Many pruritogens are likely to be involved in peripheral sensitization [63, 67, 92, 128]. In mice exhibiting dry skin, the levels of MrgprA3 and TLR3 expression are significantly increased in sensory neurons [107, 185]. In patients with chronic itch, the level of PAR2 expression has been found to be upregulated in the affected skin [8, 161]. In addition, multiple cytokines (e.g., IL-2, IL-4, IL-13, and IL-31) have been reported to contribute to chronic itch [13, 112, 126, 149]. IL-31, released from T cells, appears to be strongly linked to chronic itch [112]. Transgenic mice over-expressing IL-31 developed chronic itch with obvious skin problems such as alopecia and eczematous lesions [34, 157]. In the majority of dogs with AD, canine IL-31 was also increased [43]. In clinical studies, an increased number of IL-31-producing T cells and elevated IL-31 mRNA expression were found in the skin and serum of patients with chronic itch [39, 157, 165]. Moreover, it has been reported that blood levels of β-endorphin and IL-31 significantly correlated with itch severity in AD patients [100]. Immunohistochemical analysis revealed an increase in IL-31 and β-endorphin levels and co-localization in patients’ skin [100]. TRPV3 and TRPV4 have also been demonstrated as important transducers in peripheral sensitization [3, 86, 133, 197].

☆ ☆ ☆ ☆ ☆

■ REQUIRED WORK: According to the text on chronic itch, what cells release IL-31?

☆ ☆ ☆ ☆ ☆

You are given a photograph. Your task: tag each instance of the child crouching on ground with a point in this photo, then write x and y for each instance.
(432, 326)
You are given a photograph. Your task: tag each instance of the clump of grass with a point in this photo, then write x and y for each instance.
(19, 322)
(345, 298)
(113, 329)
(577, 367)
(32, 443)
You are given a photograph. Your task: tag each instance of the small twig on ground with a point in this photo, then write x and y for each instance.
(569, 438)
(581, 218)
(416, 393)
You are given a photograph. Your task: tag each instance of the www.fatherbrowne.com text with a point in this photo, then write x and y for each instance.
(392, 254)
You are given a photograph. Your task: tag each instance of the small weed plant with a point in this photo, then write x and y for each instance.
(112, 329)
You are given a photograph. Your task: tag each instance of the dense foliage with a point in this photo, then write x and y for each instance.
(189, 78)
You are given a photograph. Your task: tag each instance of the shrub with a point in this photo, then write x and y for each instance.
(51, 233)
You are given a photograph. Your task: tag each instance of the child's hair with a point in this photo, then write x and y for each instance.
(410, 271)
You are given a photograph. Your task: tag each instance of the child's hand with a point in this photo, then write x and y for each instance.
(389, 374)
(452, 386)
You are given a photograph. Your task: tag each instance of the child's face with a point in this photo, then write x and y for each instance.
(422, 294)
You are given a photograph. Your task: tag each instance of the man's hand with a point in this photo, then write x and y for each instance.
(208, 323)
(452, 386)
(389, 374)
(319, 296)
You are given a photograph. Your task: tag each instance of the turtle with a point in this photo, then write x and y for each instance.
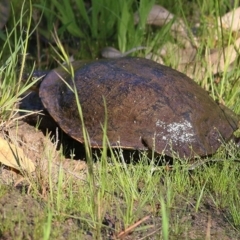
(146, 105)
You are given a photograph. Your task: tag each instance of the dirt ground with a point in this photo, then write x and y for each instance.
(207, 221)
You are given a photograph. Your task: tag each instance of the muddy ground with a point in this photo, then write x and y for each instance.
(208, 222)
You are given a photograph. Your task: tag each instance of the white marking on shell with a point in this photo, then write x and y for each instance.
(176, 131)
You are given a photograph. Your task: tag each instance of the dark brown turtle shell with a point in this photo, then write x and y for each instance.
(149, 106)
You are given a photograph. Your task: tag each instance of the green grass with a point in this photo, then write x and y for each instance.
(110, 190)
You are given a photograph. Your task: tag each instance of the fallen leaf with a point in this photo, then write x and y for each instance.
(13, 156)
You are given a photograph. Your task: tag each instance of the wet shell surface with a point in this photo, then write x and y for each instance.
(146, 106)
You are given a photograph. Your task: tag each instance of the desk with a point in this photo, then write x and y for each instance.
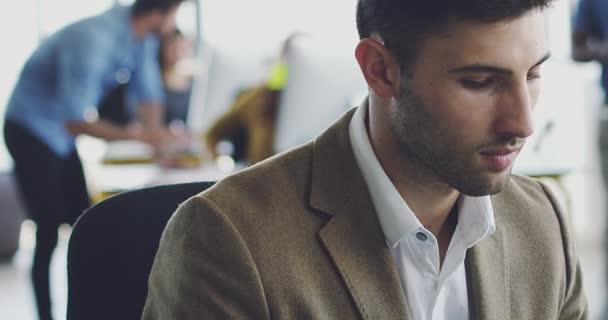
(106, 179)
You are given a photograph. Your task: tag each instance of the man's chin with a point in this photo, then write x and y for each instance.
(484, 186)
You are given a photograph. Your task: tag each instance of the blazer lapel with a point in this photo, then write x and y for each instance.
(488, 276)
(353, 236)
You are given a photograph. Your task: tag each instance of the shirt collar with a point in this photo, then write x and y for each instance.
(476, 215)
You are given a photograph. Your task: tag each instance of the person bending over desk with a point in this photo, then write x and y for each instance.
(405, 208)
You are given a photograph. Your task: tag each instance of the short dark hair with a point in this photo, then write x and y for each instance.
(143, 6)
(403, 24)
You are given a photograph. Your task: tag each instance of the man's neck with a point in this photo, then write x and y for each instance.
(431, 199)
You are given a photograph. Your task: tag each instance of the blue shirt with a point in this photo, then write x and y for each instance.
(73, 69)
(592, 18)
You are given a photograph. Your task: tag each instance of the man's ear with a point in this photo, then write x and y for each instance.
(379, 67)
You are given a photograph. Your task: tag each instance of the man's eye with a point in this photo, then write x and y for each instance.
(477, 83)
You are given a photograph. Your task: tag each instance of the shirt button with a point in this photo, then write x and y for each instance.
(421, 236)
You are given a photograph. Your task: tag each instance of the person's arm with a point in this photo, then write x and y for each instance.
(102, 129)
(228, 124)
(203, 269)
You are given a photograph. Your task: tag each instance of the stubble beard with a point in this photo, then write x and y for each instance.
(427, 145)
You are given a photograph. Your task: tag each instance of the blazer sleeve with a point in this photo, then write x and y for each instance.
(574, 306)
(203, 269)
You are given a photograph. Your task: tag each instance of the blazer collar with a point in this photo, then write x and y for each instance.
(354, 239)
(353, 236)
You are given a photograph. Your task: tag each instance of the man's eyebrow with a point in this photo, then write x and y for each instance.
(483, 68)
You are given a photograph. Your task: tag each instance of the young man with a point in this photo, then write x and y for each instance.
(406, 207)
(60, 83)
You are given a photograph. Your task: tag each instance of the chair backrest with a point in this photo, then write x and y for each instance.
(112, 248)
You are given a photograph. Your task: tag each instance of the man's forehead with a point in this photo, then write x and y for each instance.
(521, 40)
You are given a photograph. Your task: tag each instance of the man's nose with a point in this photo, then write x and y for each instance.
(514, 117)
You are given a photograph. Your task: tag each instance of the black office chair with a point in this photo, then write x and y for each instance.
(112, 248)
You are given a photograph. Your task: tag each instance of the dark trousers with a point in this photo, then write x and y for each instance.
(53, 190)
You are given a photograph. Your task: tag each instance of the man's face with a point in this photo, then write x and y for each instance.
(464, 110)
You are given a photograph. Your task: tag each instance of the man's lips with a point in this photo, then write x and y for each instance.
(499, 159)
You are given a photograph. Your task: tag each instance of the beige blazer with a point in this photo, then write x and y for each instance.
(297, 237)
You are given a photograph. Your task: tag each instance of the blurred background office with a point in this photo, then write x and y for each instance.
(233, 45)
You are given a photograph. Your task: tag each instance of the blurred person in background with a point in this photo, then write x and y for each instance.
(590, 43)
(177, 84)
(249, 123)
(175, 48)
(406, 207)
(54, 100)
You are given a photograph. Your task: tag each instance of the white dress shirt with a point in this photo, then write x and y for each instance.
(431, 292)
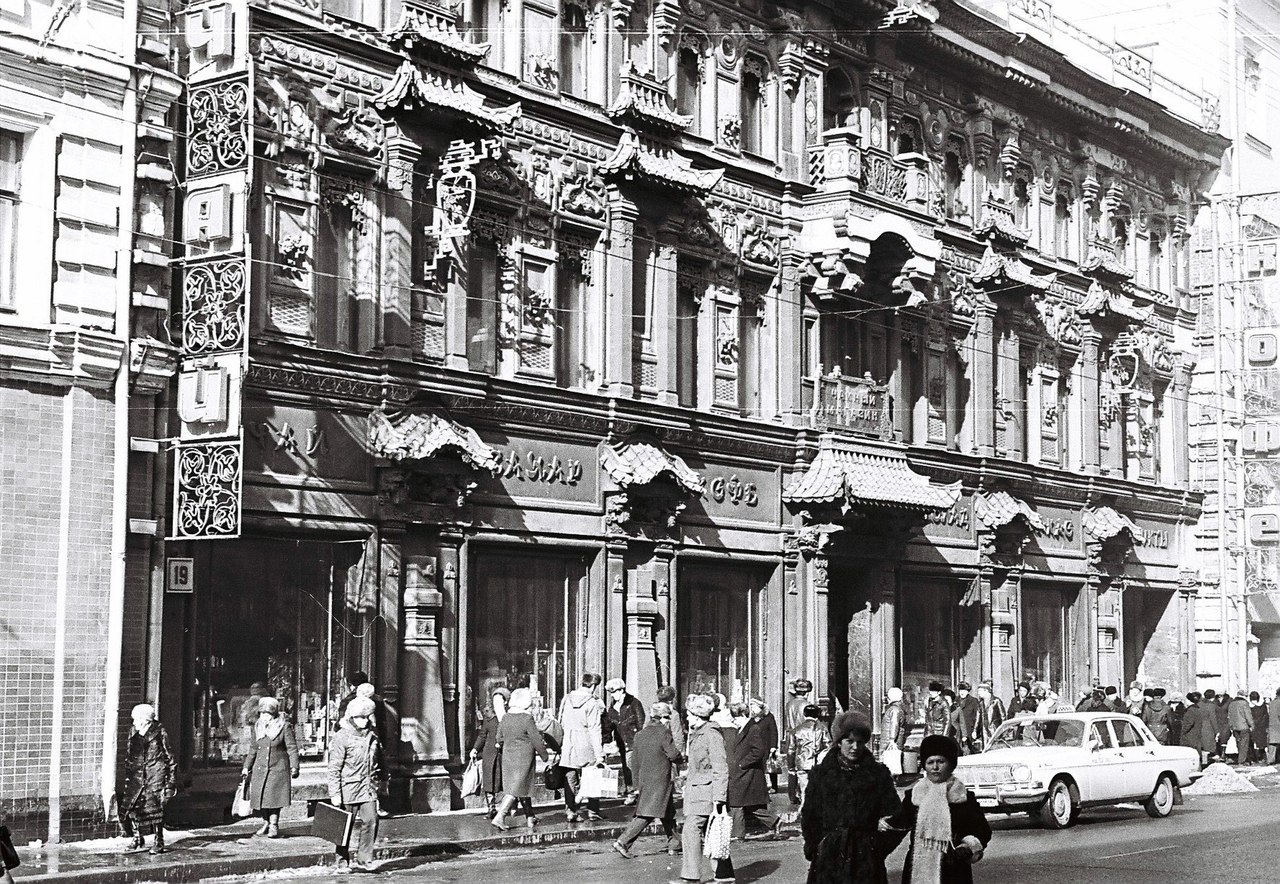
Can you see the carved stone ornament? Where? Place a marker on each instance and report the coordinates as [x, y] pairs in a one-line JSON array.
[[218, 128], [208, 490]]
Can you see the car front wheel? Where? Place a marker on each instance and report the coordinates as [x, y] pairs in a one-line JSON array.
[[1161, 801], [1061, 806]]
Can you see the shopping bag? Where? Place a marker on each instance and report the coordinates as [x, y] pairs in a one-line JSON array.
[[720, 832], [599, 783], [8, 853], [333, 824], [241, 805], [471, 779]]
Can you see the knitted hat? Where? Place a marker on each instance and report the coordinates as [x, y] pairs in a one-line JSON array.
[[850, 724], [938, 745]]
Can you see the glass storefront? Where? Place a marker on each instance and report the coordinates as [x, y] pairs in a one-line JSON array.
[[274, 618], [526, 617], [717, 626]]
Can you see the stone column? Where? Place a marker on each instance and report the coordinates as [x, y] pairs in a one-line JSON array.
[[1087, 372], [398, 274], [666, 321], [423, 699], [982, 390], [620, 303]]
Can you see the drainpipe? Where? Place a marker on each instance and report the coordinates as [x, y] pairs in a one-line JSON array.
[[120, 440]]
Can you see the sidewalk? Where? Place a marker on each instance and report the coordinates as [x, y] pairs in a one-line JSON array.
[[229, 850]]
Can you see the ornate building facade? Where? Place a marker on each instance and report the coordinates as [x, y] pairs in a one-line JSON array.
[[85, 207], [695, 343]]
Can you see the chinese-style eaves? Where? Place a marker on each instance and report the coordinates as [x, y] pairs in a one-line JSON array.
[[424, 436], [638, 462], [850, 477]]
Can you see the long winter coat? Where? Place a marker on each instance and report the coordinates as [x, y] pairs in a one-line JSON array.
[[748, 784], [485, 745], [707, 777], [841, 810], [580, 718], [355, 760], [656, 755], [1198, 728], [967, 819], [519, 740], [150, 775], [270, 763]]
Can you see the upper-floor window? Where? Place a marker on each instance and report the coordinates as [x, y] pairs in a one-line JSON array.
[[753, 106], [10, 175], [574, 44]]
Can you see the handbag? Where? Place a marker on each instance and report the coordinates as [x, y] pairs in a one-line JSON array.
[[720, 832], [241, 805], [8, 852]]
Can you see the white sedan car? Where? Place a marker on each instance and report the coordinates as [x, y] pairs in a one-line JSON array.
[[1054, 765]]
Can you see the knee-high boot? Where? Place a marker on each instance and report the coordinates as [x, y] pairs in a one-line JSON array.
[[504, 806]]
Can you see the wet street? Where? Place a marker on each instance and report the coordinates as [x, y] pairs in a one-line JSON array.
[[1220, 838]]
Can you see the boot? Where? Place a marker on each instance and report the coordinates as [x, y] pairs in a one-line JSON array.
[[504, 806]]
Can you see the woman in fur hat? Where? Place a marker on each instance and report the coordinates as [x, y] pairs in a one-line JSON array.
[[849, 793], [949, 830]]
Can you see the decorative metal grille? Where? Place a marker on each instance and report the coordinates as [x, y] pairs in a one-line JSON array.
[[213, 307], [218, 133], [208, 490]]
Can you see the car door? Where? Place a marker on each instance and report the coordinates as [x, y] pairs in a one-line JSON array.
[[1106, 765], [1141, 764]]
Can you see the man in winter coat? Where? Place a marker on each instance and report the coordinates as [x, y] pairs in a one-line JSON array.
[[1274, 729], [967, 714], [936, 713], [807, 745], [748, 787], [353, 773], [1155, 715], [624, 717], [892, 732], [580, 717], [656, 756], [1239, 722]]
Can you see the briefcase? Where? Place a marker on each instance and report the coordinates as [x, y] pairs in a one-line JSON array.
[[333, 824]]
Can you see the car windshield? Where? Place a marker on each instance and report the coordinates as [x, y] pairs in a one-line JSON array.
[[1040, 732]]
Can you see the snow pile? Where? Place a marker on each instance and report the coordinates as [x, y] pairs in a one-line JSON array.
[[1220, 779]]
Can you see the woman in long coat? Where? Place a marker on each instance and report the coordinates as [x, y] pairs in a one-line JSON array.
[[519, 741], [150, 778], [949, 829], [849, 793], [485, 747], [272, 761]]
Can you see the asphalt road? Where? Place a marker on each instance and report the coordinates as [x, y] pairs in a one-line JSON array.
[[1219, 838]]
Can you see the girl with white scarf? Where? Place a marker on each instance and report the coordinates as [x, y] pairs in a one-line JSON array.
[[949, 829]]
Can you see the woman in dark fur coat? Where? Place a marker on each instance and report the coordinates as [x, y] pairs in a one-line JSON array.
[[849, 793], [949, 829]]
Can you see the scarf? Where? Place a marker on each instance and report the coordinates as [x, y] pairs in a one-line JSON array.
[[933, 827], [270, 728]]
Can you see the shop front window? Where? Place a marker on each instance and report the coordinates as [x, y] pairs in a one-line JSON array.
[[1045, 633], [526, 614], [717, 621], [282, 619]]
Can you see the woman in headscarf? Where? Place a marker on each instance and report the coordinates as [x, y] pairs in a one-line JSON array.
[[519, 740], [150, 778], [849, 793], [949, 829], [272, 761], [485, 747]]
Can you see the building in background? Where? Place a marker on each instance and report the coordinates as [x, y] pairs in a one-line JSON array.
[[85, 207], [686, 343], [1235, 395]]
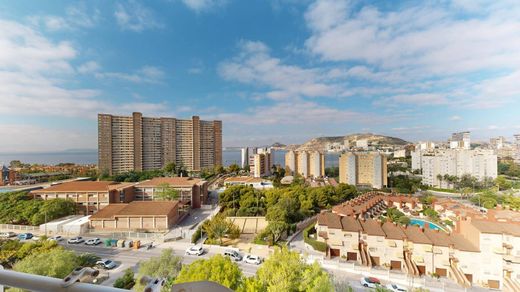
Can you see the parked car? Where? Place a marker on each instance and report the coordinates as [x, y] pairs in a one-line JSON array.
[[233, 255], [76, 240], [395, 288], [93, 241], [195, 250], [25, 236], [370, 282], [106, 264], [252, 259], [55, 238], [7, 234]]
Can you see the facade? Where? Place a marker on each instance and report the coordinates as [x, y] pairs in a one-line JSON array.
[[90, 196], [255, 182], [517, 149], [139, 143], [305, 163], [244, 157], [136, 216], [454, 162], [192, 191], [261, 162], [460, 140], [363, 169]]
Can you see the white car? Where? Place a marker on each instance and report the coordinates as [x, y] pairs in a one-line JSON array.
[[93, 241], [395, 288], [195, 250], [106, 264], [252, 259], [76, 240], [370, 282], [55, 238], [7, 234]]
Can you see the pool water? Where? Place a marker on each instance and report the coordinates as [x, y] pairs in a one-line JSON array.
[[420, 223]]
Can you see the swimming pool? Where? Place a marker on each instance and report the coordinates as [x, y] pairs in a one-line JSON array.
[[420, 223]]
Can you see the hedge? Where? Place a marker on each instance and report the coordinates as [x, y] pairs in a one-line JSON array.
[[317, 245]]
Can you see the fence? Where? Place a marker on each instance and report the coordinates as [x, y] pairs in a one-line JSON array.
[[128, 235], [19, 227]]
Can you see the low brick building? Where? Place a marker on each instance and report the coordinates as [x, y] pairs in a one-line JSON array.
[[90, 196], [193, 191], [136, 216]]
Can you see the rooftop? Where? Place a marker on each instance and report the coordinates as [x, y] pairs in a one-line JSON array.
[[172, 181], [84, 186], [136, 208]]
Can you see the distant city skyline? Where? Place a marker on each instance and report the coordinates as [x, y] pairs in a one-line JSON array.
[[273, 71]]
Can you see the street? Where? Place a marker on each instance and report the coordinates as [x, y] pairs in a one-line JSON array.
[[129, 258]]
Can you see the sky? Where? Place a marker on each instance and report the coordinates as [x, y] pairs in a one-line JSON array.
[[271, 70]]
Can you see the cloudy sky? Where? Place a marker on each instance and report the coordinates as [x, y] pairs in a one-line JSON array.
[[272, 70]]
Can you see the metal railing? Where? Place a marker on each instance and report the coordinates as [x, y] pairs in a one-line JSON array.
[[41, 283], [19, 227]]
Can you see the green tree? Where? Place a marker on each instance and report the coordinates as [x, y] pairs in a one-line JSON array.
[[217, 268], [166, 266], [219, 227], [286, 271], [56, 263], [166, 192], [234, 168], [126, 281]]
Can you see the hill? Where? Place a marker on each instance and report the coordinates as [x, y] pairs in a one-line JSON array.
[[321, 143]]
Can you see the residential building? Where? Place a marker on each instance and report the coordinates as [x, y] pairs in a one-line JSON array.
[[305, 163], [460, 140], [244, 157], [139, 143], [517, 149], [497, 143], [192, 191], [435, 164], [363, 169], [255, 182], [261, 162], [90, 196], [151, 216]]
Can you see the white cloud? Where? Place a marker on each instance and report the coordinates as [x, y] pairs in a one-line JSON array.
[[255, 65], [429, 48], [147, 74], [135, 17], [75, 17], [455, 118], [89, 67], [35, 74], [204, 5]]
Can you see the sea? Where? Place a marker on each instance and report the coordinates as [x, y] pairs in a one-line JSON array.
[[229, 156]]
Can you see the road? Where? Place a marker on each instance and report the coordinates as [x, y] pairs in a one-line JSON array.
[[129, 258]]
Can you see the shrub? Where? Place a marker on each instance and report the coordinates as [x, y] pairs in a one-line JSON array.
[[126, 281], [317, 245]]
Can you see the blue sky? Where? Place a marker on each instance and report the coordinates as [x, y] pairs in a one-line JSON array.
[[272, 70]]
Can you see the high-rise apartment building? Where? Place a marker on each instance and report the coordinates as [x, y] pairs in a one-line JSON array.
[[142, 143], [305, 163], [435, 164], [363, 169], [261, 162], [460, 140], [517, 149]]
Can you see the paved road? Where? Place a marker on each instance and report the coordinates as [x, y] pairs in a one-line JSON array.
[[128, 258]]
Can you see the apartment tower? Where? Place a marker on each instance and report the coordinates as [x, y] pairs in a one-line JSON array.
[[143, 143], [363, 168], [305, 163]]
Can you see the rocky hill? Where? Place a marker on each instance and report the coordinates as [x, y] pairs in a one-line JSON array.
[[322, 143]]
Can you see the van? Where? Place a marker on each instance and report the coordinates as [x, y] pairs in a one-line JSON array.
[[233, 255]]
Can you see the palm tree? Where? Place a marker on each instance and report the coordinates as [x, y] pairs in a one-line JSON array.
[[440, 177]]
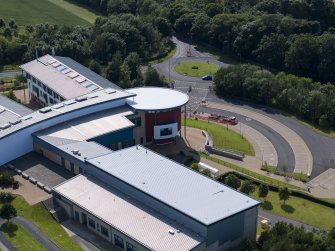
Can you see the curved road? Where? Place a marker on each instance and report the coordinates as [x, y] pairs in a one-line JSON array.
[[321, 147]]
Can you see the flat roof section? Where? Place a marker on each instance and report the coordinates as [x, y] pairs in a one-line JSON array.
[[87, 73], [156, 98], [88, 100], [181, 188], [13, 106], [91, 126], [128, 215], [55, 79]]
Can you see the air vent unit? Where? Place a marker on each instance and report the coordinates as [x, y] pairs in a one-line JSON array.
[[5, 126], [14, 122], [45, 110], [26, 117], [57, 106], [110, 90], [80, 99]]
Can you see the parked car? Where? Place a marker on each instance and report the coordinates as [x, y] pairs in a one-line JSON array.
[[207, 77]]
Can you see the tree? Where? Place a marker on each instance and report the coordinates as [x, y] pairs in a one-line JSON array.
[[263, 191], [233, 181], [8, 211], [247, 187], [284, 194], [95, 66], [206, 172], [152, 78]]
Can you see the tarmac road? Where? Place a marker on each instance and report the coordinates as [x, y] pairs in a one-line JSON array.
[[321, 147]]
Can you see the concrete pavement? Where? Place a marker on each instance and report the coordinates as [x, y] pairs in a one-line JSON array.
[[303, 156], [36, 233]]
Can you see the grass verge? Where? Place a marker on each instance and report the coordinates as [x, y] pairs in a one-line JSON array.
[[26, 12], [76, 10], [222, 136], [166, 57], [44, 221], [297, 176], [299, 209], [196, 68], [252, 174], [20, 238]]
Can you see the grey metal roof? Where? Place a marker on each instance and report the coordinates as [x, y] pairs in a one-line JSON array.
[[134, 219], [13, 106], [189, 192], [92, 99], [87, 73]]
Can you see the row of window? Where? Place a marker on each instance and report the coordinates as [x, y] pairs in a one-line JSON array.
[[45, 88], [118, 241]]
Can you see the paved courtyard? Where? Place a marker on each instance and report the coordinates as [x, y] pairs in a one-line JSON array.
[[42, 169]]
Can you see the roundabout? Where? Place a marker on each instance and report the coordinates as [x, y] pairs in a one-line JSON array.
[[196, 68]]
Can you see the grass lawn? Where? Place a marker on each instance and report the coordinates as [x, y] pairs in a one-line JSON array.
[[44, 221], [204, 68], [300, 209], [20, 238], [33, 12], [159, 60], [262, 178], [223, 137], [79, 11]]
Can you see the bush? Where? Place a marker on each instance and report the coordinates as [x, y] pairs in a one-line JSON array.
[[6, 197], [16, 184], [6, 179]]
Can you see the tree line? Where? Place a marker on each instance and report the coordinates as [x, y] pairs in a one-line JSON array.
[[297, 95], [114, 47]]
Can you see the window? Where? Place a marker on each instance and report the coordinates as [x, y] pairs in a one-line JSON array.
[[137, 121], [131, 247], [76, 215], [91, 223], [166, 131], [118, 241], [104, 231]]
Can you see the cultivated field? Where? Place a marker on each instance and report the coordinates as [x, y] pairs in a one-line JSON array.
[[39, 11]]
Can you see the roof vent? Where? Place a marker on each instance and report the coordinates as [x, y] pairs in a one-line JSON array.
[[45, 110], [26, 117], [110, 90], [69, 102], [5, 126], [79, 99], [14, 122]]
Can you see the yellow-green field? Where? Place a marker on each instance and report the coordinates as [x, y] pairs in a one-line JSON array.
[[33, 12]]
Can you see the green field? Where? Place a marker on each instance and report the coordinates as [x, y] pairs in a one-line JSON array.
[[44, 221], [20, 238], [300, 210], [223, 137], [33, 12], [204, 68]]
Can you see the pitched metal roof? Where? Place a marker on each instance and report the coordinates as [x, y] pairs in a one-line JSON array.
[[13, 106], [136, 220], [181, 188]]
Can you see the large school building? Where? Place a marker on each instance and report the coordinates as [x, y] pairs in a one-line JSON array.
[[124, 192]]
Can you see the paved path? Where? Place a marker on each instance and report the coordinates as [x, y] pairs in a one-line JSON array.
[[10, 74], [273, 218], [36, 233], [303, 157], [5, 245]]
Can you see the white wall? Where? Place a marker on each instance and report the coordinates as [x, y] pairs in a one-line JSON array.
[[21, 142]]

☆ ☆ ☆ ☆ ☆

■ COMPLETED TASK: T cells